▸ **Given passage**:

══════════

The notes are part of a series of notes entitled “Notes, Series 1” that will be issued under the Senior Indenture, as amended and supplemented from time to time. The Senior Indenture is described more fully in the prospectus and prospectus supplement. The following description of the notes supplements and, to the extent it is inconsistent with, supersedes the description of the general terms and provisions of the notes and debt securities set forth under the headings “Description of Notes” in the prospectus supplement and “Description of Debt Securities” in the prospectus. These documents should be read in connection with this term sheet.

 

The notes will be issued in denominations of whole units. Each unit will have a principal amount of $1,000. You may transfer the notes only in whole units. The notes will mature on February 3, 2017.

 

Prior to maturity, the notes are not repayable at our option or your option. The notes are not subject to any sinking fund.

 

The notes will be issued in book-entry form only.

 

Interest

 

No interest payments will be made on the notes.

 

Payment at Maturity

 

If the maturity date of the notes falls on a day that is not a business day, we will make the required payment on the next business day and no interest will accrue in respect of the payment made on the next business day.

 

A “U.S. Government Securities Business Day” is any day except a Saturday, a Sunday, or a day on which The Securities Industry and Financial Markets Association recommends that the fixed income departments of its members be closed for the entire day for purposes of trading in U.S. government securities.

══════════

(Rows from a pointing dataset)
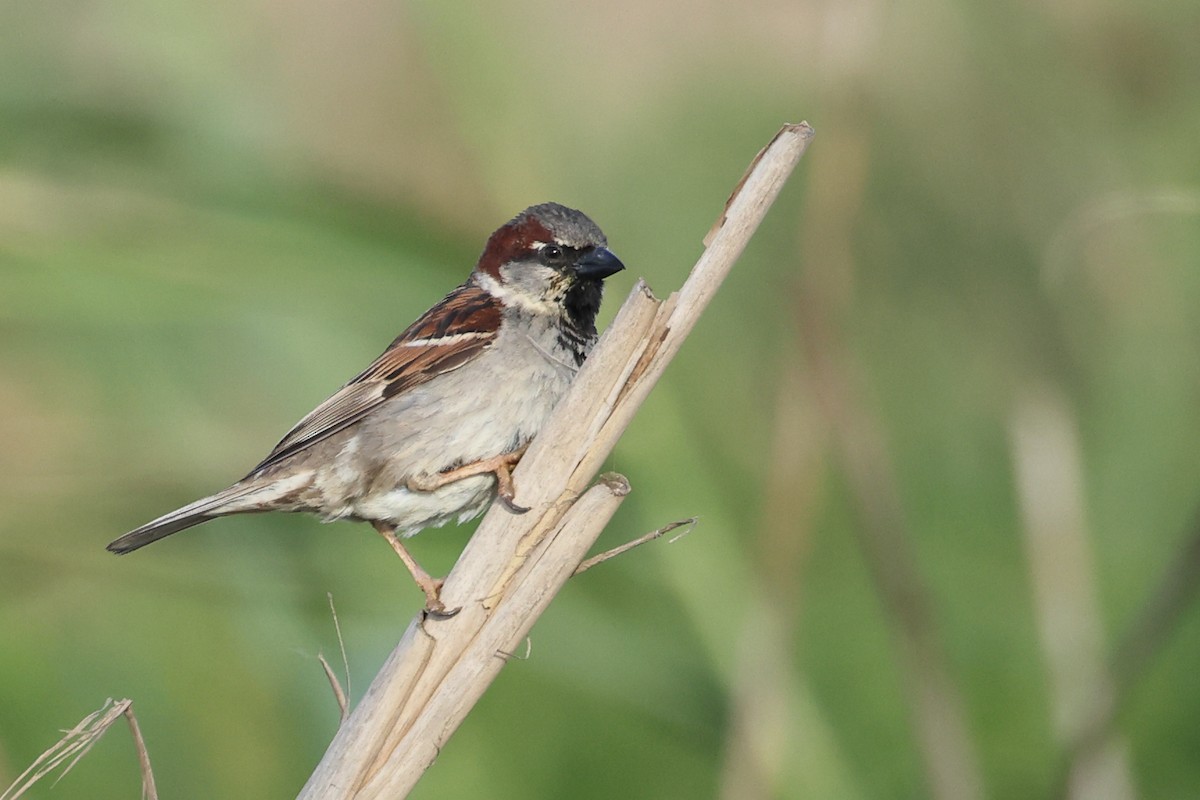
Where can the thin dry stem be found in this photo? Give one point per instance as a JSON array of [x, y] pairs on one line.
[[75, 745], [514, 565], [600, 558]]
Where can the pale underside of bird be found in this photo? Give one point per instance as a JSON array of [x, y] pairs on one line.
[[429, 432]]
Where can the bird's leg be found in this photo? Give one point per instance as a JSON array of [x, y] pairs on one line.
[[499, 465], [425, 582]]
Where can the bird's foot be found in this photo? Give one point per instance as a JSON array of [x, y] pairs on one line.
[[429, 585], [499, 465]]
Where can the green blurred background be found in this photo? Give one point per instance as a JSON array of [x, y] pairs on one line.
[[940, 426]]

══════════

▸ **Requirements**:
Reproduce, word for word, the stretch of the notes description from "No interest payments" through "next business day.".

▸ **Expected output**:
No interest payments will be made on the notes.

 

Payment at Maturity

 

If the maturity date of the notes falls on a day that is not a business day, we will make the required payment on the next business day and no interest will accrue in respect of the payment made on the next business day.